# start of Input rows

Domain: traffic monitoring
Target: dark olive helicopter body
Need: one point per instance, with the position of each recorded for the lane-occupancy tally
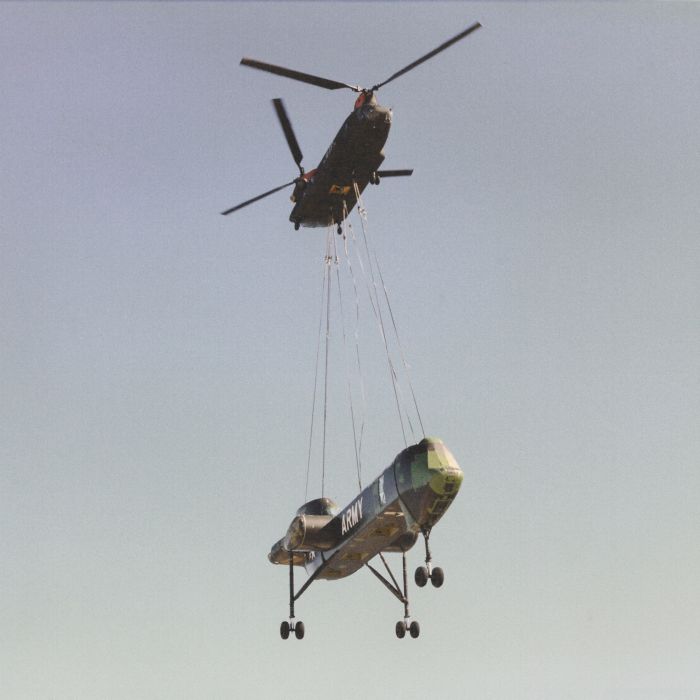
(410, 496)
(324, 196)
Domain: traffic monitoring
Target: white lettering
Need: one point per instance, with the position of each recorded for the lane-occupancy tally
(351, 516)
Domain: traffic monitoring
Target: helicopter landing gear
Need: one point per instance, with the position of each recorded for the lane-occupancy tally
(287, 627)
(426, 573)
(405, 625)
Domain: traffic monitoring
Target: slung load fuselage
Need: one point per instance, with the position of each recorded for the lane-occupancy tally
(408, 497)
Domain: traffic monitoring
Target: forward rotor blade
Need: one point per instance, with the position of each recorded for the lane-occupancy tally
(440, 48)
(288, 132)
(297, 75)
(394, 173)
(255, 199)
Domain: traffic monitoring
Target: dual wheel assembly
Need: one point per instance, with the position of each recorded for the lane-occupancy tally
(287, 628)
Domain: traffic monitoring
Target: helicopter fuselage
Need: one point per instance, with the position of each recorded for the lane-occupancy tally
(326, 195)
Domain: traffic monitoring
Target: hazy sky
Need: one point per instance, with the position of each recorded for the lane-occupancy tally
(157, 359)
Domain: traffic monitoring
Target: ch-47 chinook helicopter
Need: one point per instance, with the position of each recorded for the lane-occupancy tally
(407, 499)
(324, 196)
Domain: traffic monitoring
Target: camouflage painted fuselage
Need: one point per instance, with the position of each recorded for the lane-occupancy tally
(409, 496)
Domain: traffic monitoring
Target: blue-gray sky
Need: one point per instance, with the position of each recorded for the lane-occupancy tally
(157, 359)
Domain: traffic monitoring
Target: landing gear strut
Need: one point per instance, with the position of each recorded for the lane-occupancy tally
(424, 573)
(405, 625)
(297, 627)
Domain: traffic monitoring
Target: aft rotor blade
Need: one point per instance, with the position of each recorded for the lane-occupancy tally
(440, 48)
(394, 173)
(255, 199)
(288, 132)
(297, 75)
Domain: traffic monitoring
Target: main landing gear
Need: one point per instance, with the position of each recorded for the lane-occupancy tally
(297, 627)
(424, 573)
(405, 625)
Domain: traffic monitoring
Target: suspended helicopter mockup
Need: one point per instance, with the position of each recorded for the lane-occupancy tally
(324, 196)
(407, 499)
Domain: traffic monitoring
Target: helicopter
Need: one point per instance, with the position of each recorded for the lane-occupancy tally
(407, 499)
(324, 196)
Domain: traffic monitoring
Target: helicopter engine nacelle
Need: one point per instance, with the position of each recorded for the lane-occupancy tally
(311, 533)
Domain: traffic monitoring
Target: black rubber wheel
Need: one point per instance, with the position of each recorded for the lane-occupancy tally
(421, 576)
(437, 578)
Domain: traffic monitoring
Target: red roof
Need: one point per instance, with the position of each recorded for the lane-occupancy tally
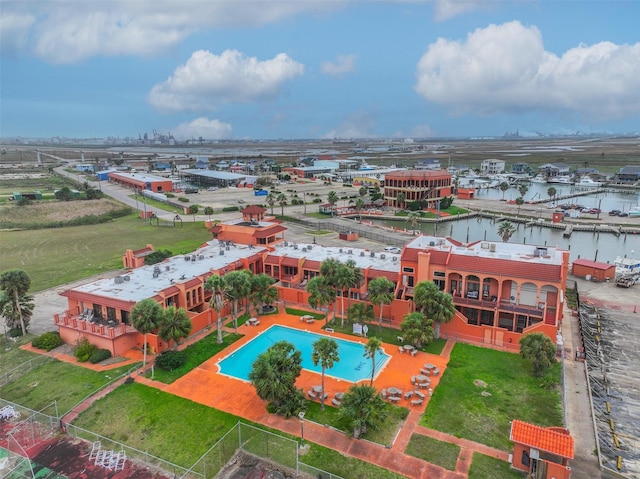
(270, 231)
(254, 209)
(593, 264)
(553, 440)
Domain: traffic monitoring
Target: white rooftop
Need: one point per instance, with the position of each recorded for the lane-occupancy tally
(363, 258)
(492, 249)
(147, 281)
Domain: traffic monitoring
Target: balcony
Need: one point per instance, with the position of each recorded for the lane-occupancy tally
(99, 327)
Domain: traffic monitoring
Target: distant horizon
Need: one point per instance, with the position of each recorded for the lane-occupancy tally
(299, 70)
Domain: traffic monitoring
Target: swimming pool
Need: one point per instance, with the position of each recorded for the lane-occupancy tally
(353, 366)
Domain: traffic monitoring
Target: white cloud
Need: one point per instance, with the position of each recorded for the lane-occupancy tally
(14, 31)
(359, 124)
(505, 68)
(71, 31)
(447, 9)
(207, 80)
(344, 64)
(205, 128)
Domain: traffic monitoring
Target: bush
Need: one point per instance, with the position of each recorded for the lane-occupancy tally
(170, 360)
(84, 350)
(99, 355)
(48, 341)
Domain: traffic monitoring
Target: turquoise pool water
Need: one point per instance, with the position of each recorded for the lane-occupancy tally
(353, 366)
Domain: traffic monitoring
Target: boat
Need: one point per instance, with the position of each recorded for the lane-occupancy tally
(587, 182)
(538, 179)
(634, 212)
(626, 266)
(561, 179)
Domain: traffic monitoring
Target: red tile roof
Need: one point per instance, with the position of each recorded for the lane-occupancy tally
(553, 440)
(593, 264)
(269, 231)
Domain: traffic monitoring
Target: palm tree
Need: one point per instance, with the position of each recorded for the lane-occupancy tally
(523, 189)
(145, 317)
(216, 285)
(325, 353)
(332, 197)
(174, 325)
(237, 288)
(262, 291)
(506, 230)
(271, 200)
(413, 217)
(381, 292)
(15, 283)
(321, 293)
(539, 349)
(504, 186)
(370, 350)
(364, 407)
(433, 303)
(519, 202)
(360, 313)
(359, 208)
(417, 329)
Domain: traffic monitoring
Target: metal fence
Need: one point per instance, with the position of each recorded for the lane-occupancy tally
(19, 371)
(251, 440)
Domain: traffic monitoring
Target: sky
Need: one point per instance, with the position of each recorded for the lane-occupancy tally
(318, 69)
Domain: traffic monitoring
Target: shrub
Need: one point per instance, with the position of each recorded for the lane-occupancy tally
(48, 341)
(170, 360)
(84, 350)
(99, 355)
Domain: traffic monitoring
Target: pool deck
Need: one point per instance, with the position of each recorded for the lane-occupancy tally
(206, 386)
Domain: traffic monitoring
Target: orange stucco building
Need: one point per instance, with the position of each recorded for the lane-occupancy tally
(416, 185)
(500, 290)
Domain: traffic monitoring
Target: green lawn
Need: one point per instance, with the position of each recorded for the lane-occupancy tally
(458, 407)
(180, 430)
(64, 383)
(483, 467)
(436, 452)
(197, 353)
(58, 256)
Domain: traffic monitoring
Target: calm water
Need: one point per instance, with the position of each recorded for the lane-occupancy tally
(594, 246)
(353, 366)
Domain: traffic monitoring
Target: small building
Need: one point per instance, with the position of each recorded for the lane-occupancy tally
(542, 452)
(596, 270)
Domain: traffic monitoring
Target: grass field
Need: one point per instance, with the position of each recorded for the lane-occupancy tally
(458, 407)
(58, 256)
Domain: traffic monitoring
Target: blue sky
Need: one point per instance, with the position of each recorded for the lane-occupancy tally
(299, 69)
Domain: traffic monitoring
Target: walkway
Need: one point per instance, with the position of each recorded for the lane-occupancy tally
(205, 386)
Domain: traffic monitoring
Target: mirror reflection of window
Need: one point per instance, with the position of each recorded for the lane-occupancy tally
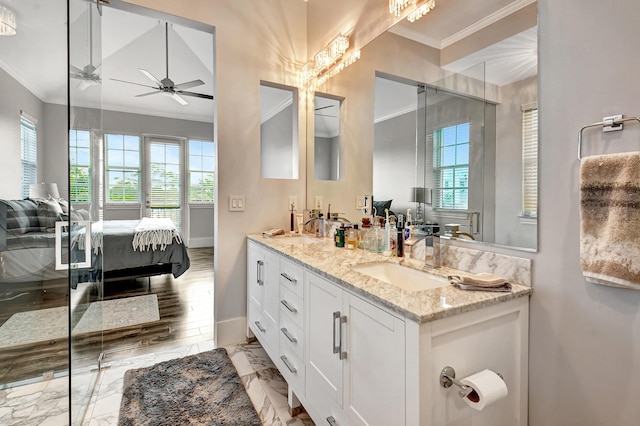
(326, 138)
(278, 131)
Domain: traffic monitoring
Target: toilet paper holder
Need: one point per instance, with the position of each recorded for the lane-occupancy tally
(448, 379)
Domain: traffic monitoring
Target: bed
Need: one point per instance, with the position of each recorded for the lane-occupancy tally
(27, 246)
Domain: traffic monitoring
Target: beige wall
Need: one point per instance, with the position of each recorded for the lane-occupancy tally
(255, 40)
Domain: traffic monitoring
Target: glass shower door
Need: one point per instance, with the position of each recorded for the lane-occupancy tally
(85, 195)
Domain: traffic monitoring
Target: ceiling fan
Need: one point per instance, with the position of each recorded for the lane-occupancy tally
(166, 86)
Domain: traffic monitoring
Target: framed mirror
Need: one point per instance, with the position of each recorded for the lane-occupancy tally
(326, 137)
(278, 131)
(498, 44)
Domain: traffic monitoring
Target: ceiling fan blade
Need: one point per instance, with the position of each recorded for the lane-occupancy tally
(137, 84)
(188, 84)
(179, 99)
(155, 92)
(195, 95)
(150, 77)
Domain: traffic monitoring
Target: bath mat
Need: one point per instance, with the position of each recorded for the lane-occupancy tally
(201, 389)
(51, 324)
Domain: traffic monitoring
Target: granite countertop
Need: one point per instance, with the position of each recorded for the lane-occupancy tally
(321, 256)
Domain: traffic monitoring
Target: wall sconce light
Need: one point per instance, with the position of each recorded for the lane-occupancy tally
(421, 10)
(8, 23)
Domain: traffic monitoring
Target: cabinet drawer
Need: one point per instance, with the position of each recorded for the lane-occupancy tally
(291, 367)
(291, 306)
(292, 276)
(292, 337)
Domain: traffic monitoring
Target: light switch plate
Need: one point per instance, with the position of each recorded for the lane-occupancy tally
(236, 203)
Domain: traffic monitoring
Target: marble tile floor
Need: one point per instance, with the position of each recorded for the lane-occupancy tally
(46, 403)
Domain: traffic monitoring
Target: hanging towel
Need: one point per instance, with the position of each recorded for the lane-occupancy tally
(610, 219)
(155, 234)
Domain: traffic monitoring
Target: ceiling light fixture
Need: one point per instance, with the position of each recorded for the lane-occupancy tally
(397, 6)
(328, 62)
(7, 21)
(421, 10)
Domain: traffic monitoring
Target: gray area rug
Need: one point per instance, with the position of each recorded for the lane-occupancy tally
(201, 389)
(51, 324)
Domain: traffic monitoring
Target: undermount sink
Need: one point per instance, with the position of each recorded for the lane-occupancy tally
(400, 276)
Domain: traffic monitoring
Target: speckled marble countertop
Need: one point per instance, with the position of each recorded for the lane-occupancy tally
(322, 257)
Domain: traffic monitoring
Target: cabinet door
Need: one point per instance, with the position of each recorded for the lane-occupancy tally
(255, 275)
(374, 376)
(323, 305)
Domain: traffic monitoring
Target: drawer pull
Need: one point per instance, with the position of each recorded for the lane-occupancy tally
(288, 336)
(288, 278)
(288, 306)
(289, 366)
(260, 327)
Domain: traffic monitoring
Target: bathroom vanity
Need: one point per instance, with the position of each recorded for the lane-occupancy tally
(358, 350)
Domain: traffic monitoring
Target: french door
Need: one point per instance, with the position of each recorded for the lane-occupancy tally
(163, 179)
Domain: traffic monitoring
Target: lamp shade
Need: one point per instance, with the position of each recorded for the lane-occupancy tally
(42, 191)
(7, 21)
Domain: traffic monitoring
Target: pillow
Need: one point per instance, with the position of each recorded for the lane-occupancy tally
(379, 206)
(49, 212)
(22, 216)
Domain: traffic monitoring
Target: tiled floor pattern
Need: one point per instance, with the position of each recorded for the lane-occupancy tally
(46, 403)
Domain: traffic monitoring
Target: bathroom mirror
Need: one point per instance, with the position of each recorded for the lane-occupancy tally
(326, 137)
(278, 131)
(501, 41)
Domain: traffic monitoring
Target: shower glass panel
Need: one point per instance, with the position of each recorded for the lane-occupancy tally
(85, 189)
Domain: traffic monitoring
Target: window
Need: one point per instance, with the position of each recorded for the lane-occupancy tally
(530, 162)
(451, 167)
(122, 168)
(80, 163)
(201, 171)
(28, 153)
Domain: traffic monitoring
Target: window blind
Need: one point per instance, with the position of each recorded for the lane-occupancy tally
(530, 162)
(28, 153)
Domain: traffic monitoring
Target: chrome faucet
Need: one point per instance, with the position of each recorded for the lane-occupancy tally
(433, 260)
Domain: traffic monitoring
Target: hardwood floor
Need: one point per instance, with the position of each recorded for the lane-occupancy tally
(186, 316)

# end of Input rows

What you should do
Gather every line of the listing above that contains the word "glass", treating uppercase and lowercase letters as different.

Output for this task
Target: glass shower door
Target: shower glass panel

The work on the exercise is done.